- Provided information
---

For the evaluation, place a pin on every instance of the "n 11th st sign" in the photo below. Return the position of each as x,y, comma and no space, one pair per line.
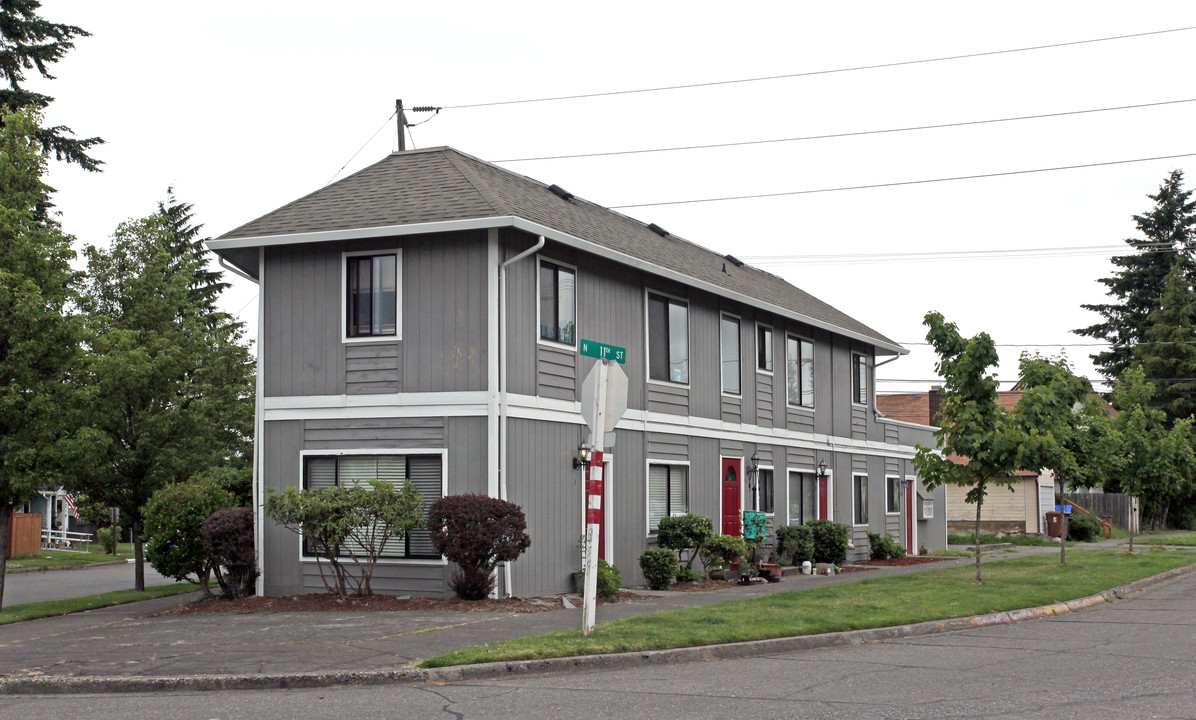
603,352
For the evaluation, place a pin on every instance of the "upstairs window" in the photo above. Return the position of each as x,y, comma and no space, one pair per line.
730,355
371,301
667,340
557,303
860,379
763,348
799,371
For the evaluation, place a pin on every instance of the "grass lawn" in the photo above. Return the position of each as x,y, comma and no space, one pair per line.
1185,540
874,603
50,608
92,554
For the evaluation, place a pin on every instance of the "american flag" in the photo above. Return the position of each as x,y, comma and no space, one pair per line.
71,502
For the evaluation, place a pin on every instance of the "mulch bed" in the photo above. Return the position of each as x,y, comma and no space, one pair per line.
379,603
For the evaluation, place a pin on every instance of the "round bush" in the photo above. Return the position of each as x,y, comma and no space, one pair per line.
659,566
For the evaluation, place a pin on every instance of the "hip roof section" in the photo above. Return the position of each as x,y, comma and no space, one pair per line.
444,185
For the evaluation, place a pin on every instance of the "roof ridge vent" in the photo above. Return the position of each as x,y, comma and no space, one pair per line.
561,193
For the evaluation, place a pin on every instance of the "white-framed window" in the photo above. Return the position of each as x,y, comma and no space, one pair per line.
764,492
557,303
728,331
763,348
859,378
803,498
423,469
667,339
372,290
799,371
892,495
667,493
860,499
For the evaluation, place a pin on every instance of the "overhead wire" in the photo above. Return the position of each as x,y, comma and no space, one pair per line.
815,73
834,135
899,183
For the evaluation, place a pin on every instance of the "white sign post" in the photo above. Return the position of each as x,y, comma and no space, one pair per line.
603,402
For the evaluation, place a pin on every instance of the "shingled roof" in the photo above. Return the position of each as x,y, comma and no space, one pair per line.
444,185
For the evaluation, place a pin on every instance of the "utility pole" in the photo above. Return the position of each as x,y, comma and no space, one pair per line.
401,121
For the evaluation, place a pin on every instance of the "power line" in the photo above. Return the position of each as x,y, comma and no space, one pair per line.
897,184
834,135
812,73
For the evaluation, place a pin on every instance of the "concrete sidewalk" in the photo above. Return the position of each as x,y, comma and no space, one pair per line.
130,647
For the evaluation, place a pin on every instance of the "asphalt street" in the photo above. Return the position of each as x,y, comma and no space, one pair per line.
1128,659
56,585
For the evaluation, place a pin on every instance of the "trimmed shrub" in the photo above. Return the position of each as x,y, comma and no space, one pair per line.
1084,529
659,566
684,532
109,537
229,547
884,548
174,524
477,532
795,542
721,550
830,541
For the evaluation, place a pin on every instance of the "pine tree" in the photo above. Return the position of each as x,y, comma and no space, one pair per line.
1169,232
38,337
29,42
1169,357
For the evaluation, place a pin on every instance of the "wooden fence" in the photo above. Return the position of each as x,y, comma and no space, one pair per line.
25,536
1120,506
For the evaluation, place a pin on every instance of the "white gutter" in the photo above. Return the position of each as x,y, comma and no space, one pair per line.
553,235
502,384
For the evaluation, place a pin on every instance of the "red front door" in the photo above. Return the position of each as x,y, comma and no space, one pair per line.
731,494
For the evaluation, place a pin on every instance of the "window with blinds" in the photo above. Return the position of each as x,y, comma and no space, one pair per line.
423,471
667,493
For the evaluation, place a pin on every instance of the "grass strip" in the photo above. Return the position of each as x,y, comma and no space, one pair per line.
874,603
52,608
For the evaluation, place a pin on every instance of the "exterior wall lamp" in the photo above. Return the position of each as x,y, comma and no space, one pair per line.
583,458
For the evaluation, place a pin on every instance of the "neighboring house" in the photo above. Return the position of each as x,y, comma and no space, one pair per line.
1023,510
421,319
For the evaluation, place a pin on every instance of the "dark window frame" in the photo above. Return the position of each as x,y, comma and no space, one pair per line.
556,269
407,471
660,340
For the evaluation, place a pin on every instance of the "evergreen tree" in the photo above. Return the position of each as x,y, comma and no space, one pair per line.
29,42
1169,354
1169,235
170,389
38,340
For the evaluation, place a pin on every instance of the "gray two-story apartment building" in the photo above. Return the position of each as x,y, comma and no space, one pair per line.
421,321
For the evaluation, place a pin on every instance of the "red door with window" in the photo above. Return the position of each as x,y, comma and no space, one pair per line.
732,469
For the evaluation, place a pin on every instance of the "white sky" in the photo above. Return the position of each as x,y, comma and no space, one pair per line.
244,107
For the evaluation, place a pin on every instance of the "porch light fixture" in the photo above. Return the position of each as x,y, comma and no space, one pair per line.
583,458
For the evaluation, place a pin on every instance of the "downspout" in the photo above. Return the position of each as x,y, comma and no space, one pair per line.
502,384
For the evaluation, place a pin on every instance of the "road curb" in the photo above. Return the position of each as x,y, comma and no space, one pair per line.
81,684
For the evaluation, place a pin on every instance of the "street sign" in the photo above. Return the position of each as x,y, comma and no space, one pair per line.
616,397
603,352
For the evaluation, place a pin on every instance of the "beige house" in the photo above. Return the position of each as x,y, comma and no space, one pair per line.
1023,510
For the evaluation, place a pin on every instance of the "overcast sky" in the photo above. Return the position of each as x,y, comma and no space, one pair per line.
243,107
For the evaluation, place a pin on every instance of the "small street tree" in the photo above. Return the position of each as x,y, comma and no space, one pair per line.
38,339
166,388
971,426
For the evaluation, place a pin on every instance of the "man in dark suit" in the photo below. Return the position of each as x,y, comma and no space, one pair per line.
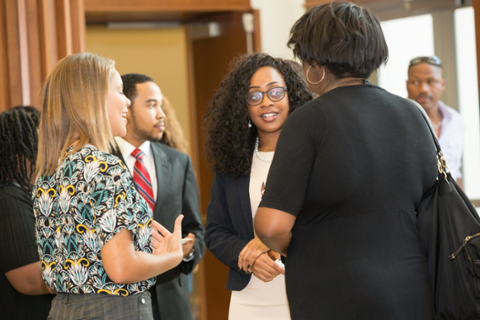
173,186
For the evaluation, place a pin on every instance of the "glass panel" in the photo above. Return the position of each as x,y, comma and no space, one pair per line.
468,97
404,43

---

- Instructions to follow
Leave the pictures out and output the rest of the listing exactly.

- Expected answer
For the evaluation, place a pin on every instance of the "n 11th st sign" in the photo below. Return the position of each as x,y, comma and no space, one pair per line.
603,352
For the evaluation, place a pin on every instance of the "upstairs window" in the photo above. Return the position of each as x,y, comma and no space, one pair per line.
730,355
371,301
667,340
557,303
860,379
763,348
799,371
For the evaluation, place a pin on every instance of the "grass lawn" in the photo above. Return the position of each as x,y, comma and no space, one pair per line.
1185,540
874,603
50,608
92,554
For the evaluation, place a pin on every instance of the "american flag" in the photo above. Return the position of each as x,y, comma and no space, one pair per line.
71,502
For the evaluation, place a pin on every instance of the "mulch bed" in the photo above. Return the position of each as x,y, comma and no space, one pair per line.
379,603
For the evaluation, place a pin on every instance of the "round bush" in the photo above. Return the position of each as x,y, comma and no space, one pair per line.
659,566
For the evaluation, place a pin on every instance of the "hip roof section" in the photo above. Return the position of each as x,y, comma and no space, one pair per line.
444,185
For the evaluation, place a pin on every instance of the "roof ridge vent" in the photo above. Return the position of each as x,y, comma and no space, one pair per line.
561,193
For the evaluation, place a pin on every instance of the "white-framed window" in the photo above. Return the position of each as x,y, comma and no space, one pair per line.
764,492
557,303
728,331
763,348
859,378
803,498
423,469
667,339
372,290
799,371
892,495
667,493
860,499
For the evaluation, place a pin on every instance of the "overhead wire" in the photo above. Return the position of each as x,y, comma and no space, one pair per line.
815,73
834,135
899,183
For the evaluation, place a pin on every instance of the "white sign post" in the photo above. Return the position of each as x,y, comma and no space, one pair per line.
603,402
For the evaluation, place a pin on every instance of the "shingled roof" in the photo above. Return the position of each as x,y, comma and no space, one pair per line.
444,185
For the evaluation, place a pin on every instance of the "utility pole" in the photo above. Return the position of each as x,y, comma and no space, one pair per line.
401,121
For the evaluation, place a pin on every instance of the "power line" in the photo above. Return the position of each as x,y, comma and no space, one pair per line.
897,184
834,135
812,73
For the evaluation, place a pin on every instance of the "concrete sidewalk" in the photo above. Return the position of each as x,y, comma and no space, one pair per line.
130,647
For the evaluation, place a pin on every instance of the "asphalt street" in the photo above. Return the position of each as x,y, comma and no space, one pair per line.
1128,659
56,585
For the evaluation, place a pin on every instance of the "trimmed shrub" in the photo above. Return the position of each as x,y, comma and no space, one pair per line.
1084,529
659,566
684,532
109,537
229,547
884,548
174,524
477,532
795,542
721,550
830,541
For the evaluation, place a pin on every instance of the "pine tree" in the photo above. Return the position of each as x,y, comma and no space, one pair per line.
1169,232
38,337
29,42
1169,357
For the evaluation, place a pin on every instance of the "wooden fence" in the photo above. Return the position of each as x,y, comma and no space, one pair per line.
25,536
1120,506
For the evaluation, place a pin on every instance of the "white gutter" in the photo above. Return the position of each as x,y, comma and no space, one pair per line.
553,235
502,384
For the evaluation, place a pin on every instance of the "red front door" in the photo above. Return the position of each as x,y, comma and no space, one pair per line.
731,494
For the evaluation, place a pin on every instance of the "window with blinds" in the photo above. Return the position of each as x,y, comma and no space, one pair per line.
423,471
667,493
For the evaluation, place a pin on every instance of the "grass strip" in the photo above. Return the position of each as x,y, comma and no space, one pair per line.
874,603
52,608
For the evaluation, place a pin on every instance of the "exterior wall lamp" in the photo above. Return the position of each as x,y, comma and no space, one pair per line.
583,458
For the evaluation, place a pin on every instance of the "neighboring house" in the photo above. Return the position of each as x,y, comma and no space, one pair per line.
1023,510
421,319
For the evaluation, place a pin on every instance of the "dark window frame" in the photo above. Return the position of each as x,y, comma and no space, one pair per line.
556,269
407,471
660,340
For the evaluation, place a pin on every instance of the "evergreen tree" in the photo above. Return the position of each as x,y, comma and no space, one pair per line.
29,42
1169,354
1169,235
170,389
38,340
For the evaluation, place a pin on every instance of the "gray two-story apartment building" in the photo above. Return the position of each as x,y, comma and no space, one pair per line.
421,321
For the evaluation, place a pin on every instance of the "red door with window" in the photo above. Return the position of each as x,y, comma and no space, one pair per line.
732,469
For the evaluation, place a pin on every instance of the "white sky" in the photo above. Return the position of each as x,y, comma and no space, one pair per line.
244,107
For the evaluation, place a pin on every instance of the "porch light fixture" in the photo above. Return the position of each as x,y, comma and no space, one pair per line.
583,458
For the evaluation, place a pin on every instance of the "downspout" in the photo above. Return the position of each as x,y, comma and no space, one pair per line.
502,384
For the evaluation, place a pin on every instance of the "road curb" in the photo above. Return the position of each as x,y, comma and no space, one pair per line.
81,684
For the evaluation, place a pin on every instance of the "street sign" in the photo above. Return the position of each as x,y, comma and no space, one pair per line.
616,397
603,352
For the evaluation, place a pin on every instance of the "beige house" in the photo above. Return the position of each as x,y, comma and no space, one pair per line.
1023,510
For the evaluation, place a pin on every instance of the "overcast sky" in the photo above. Return the position of each as x,y, comma and no space, one pair per line.
243,107
For the evaluation, place a pin on every instance of the "small street tree" in the photo above. Return the position of each as x,y, comma and no space, one pair per line.
38,339
166,388
971,426
For the evaluation, place a pin on every instance of the "man in dark suit" in the photo below. Return the position of each as x,y, comma and no space, one pair per line.
173,186
For the evaluation, place a pin on every instance of the "glass panel" in the photo above. Return the position of each as x,y, comma and no space, one pair per line.
468,97
404,43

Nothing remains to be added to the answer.